▶ [ИСХОДНЫЙ ТЕКСТ]
·····

Игры с тенями были очень популярны. Одним из самых частых подарков детям на именины или Рождество был теневой театр: вырезанные из бумаги силуэты, помещаясь перед лампой, отбрасывали тень на стену и становились персонажами пьесы. Также были бумажные настольные театры, в которых можно было разыгрывать не только детские, но и взрослые пьесы, например, «Бедность — не порок» Островского, а еще панорамы — их следовало вырезать из бумаги и склеивать, в результате получались, например, виды Петербурга.

Гувернантка

Но игры играми, а приходит время девочке учиться. И тут в ее жизни появляется еще одно важное лицо — гувернантка. Это, как правило, англичанка или француженка, приехавшая в Россию на заработки (немецкие бонны обычно присматривали за детьми дошкольного возраста). Семьи, которые не могли оплатить иностранку, брали в гувернантки русскую девушку — обедневшую дворянку или выпускницу Мещанского отделения Смольного института.

·····

▶ [ПРЕДОСТАВЛЕННЫЕ МАТЕРИАЛЫ]

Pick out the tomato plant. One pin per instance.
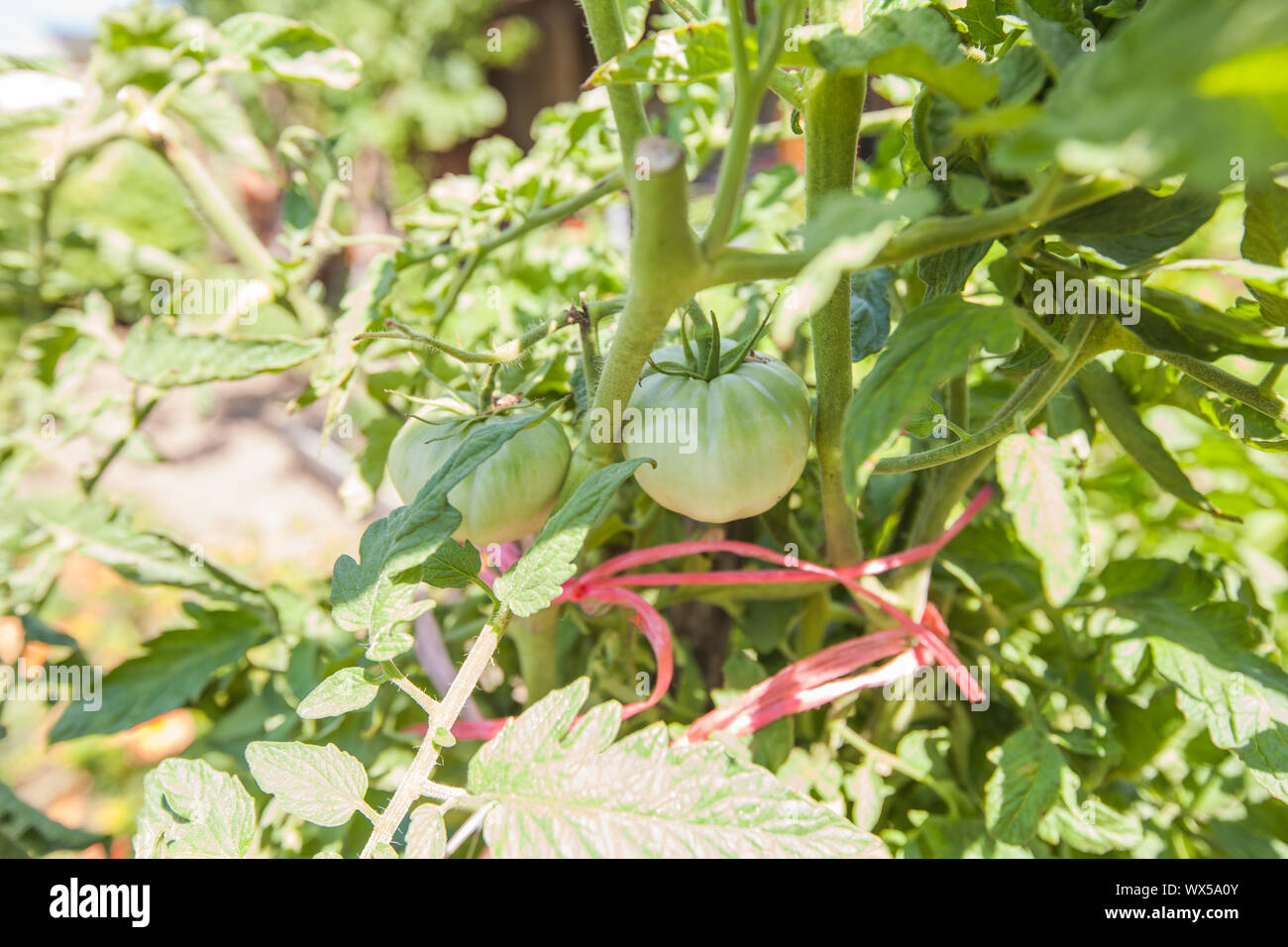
(507, 496)
(979, 545)
(746, 440)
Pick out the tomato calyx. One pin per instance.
(704, 360)
(450, 427)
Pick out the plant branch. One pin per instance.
(608, 38)
(666, 266)
(442, 719)
(733, 163)
(926, 236)
(833, 105)
(503, 355)
(1030, 397)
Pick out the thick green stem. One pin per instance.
(666, 268)
(503, 355)
(442, 719)
(608, 38)
(733, 165)
(833, 106)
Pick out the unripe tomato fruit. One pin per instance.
(506, 496)
(750, 438)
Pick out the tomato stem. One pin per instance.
(833, 106)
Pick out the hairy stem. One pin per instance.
(926, 236)
(503, 355)
(608, 38)
(443, 716)
(666, 266)
(832, 107)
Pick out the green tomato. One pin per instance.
(737, 445)
(506, 496)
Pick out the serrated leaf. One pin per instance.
(870, 311)
(535, 579)
(1048, 510)
(290, 50)
(576, 793)
(1179, 324)
(918, 44)
(851, 231)
(1093, 827)
(156, 355)
(426, 835)
(377, 591)
(930, 344)
(320, 784)
(174, 671)
(1145, 447)
(193, 810)
(344, 690)
(947, 272)
(1024, 785)
(452, 566)
(682, 54)
(1131, 227)
(33, 832)
(943, 836)
(150, 558)
(1240, 696)
(1265, 240)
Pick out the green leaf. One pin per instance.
(1131, 227)
(452, 566)
(174, 671)
(535, 579)
(575, 792)
(683, 54)
(1024, 785)
(1265, 240)
(634, 18)
(1133, 579)
(344, 690)
(870, 311)
(947, 272)
(322, 785)
(1047, 508)
(159, 356)
(1145, 447)
(919, 44)
(426, 835)
(1240, 696)
(30, 832)
(193, 810)
(931, 343)
(288, 50)
(377, 592)
(149, 558)
(1089, 825)
(941, 836)
(1173, 322)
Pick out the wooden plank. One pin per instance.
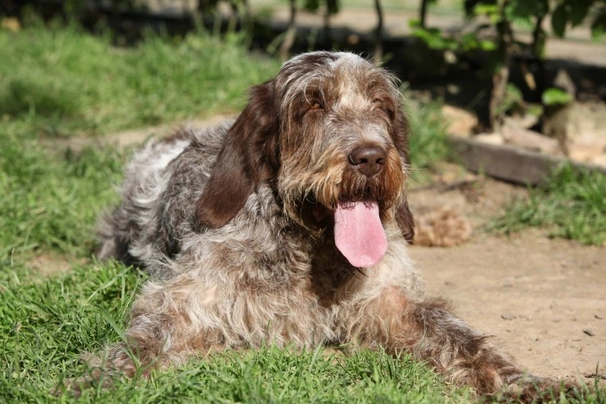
(506, 162)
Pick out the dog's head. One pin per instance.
(328, 134)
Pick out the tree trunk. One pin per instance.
(423, 13)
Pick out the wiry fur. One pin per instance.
(235, 226)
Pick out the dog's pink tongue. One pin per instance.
(359, 234)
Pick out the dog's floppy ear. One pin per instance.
(248, 157)
(404, 217)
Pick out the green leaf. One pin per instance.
(556, 96)
(559, 18)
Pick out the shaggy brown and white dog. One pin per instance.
(289, 226)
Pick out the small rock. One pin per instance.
(589, 332)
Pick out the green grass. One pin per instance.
(62, 82)
(45, 326)
(571, 204)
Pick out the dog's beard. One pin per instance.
(353, 211)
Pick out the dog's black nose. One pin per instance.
(368, 159)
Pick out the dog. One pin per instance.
(290, 226)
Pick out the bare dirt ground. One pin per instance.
(544, 300)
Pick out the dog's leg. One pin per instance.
(428, 331)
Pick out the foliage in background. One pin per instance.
(45, 326)
(571, 204)
(495, 32)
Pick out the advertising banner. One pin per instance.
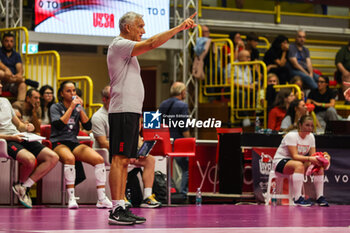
(336, 186)
(98, 17)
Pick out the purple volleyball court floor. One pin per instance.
(187, 218)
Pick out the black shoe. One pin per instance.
(120, 217)
(321, 201)
(137, 219)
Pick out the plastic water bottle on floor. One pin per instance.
(198, 197)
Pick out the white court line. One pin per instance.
(205, 230)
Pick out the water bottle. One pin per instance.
(78, 107)
(128, 195)
(257, 125)
(274, 198)
(198, 197)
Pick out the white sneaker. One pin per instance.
(72, 203)
(22, 195)
(105, 203)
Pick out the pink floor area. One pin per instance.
(189, 218)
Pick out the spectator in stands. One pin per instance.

·····

▶ [ЧТО НУЖНО СДЕЛАТЬ]
**A)** Ответьте на вопросы по тексту.
(i) Кем становились бумажные силуэты, помещенные перед лампой?
(ii) Какая пьеса Островского названа в тексте?
(iii) Кто обычно присматривал за детьми дошкольного возраста?
**B)** Перепишите фрагмент текста: начните с предложения, в котором есть слова «Но игры играми, а», и остановитесь после слов «отделения Смольного института.». Замените в нем «англичанка» на «итальянка».

▶ [ОТВЕТЫ ПО ЗАДАНИЯМ]
**A)**
(i) Персонажами пьесы.
(ii) «Бедность — не порок».
(iii) Немецкие бонны.

**B)**
Но игры играми, а приходит время девочке учиться. И тут в ее жизни появляется еще одно важное лицо — гувернантка. Это, как правило, итальянка или француженка, приехавшая в Россию на заработки (немецкие бонны обычно присматривали за детьми дошкольного возраста). Семьи, которые не могли оплатить иностранку, брали в гувернантки русскую девушку — обедневшую дворянку или выпускницу Мещанского отделения Смольного института.